There is a French word, terroir, that is often used to describe this connection to place that gives a wine its character and flavour. Wine experts understand that even the slightest change in weather, soil content, drainage or the lay of the land can have dramatic effects on the final product. I don’t doubt that the biblical authors understood the same. Yet they also understood that the gift of wine, the blessing of relief that came through Noah, was also connected to our moral lives, to how we love God and neighbour and to how we care for his creation.

◆ ◆ ◆

### WORK REQUEST 1
Answer the following from the passage on terroir.
(a) What French word does it give for the connection to place that shapes a wine's character?
(b) Which kinds of change do wine experts understand can have dramatic effects on the final product?
(c) Through whom did the blessing of relief come?
### WORK REQUEST 2
Reproduce the passage on terroir from "There is a French" to "for his creation.".

◆ ◆ ◆

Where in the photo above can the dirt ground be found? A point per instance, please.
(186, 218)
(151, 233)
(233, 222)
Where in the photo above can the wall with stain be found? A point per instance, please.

◆ ◆ ◆

### WRITTEN REPLY 1
(a) Terroir.
(b) Even the slightest change in weather, soil content, drainage or the lay of the land.
(c) Noah.

### WRITTEN REPLY 2
There is a French word, terroir, that is often used to describe this connection to place that gives a wine its character and flavour. Wine experts understand that even the slightest change in weather, soil content, drainage or the lay of the land can have dramatic effects on the final product. I don’t doubt that the biblical authors understood the same. Yet they also understood that the gift of wine, the blessing of relief that came through Noah, was also connected to our moral lives, to how we love God and neighbour and to how we care for his creation.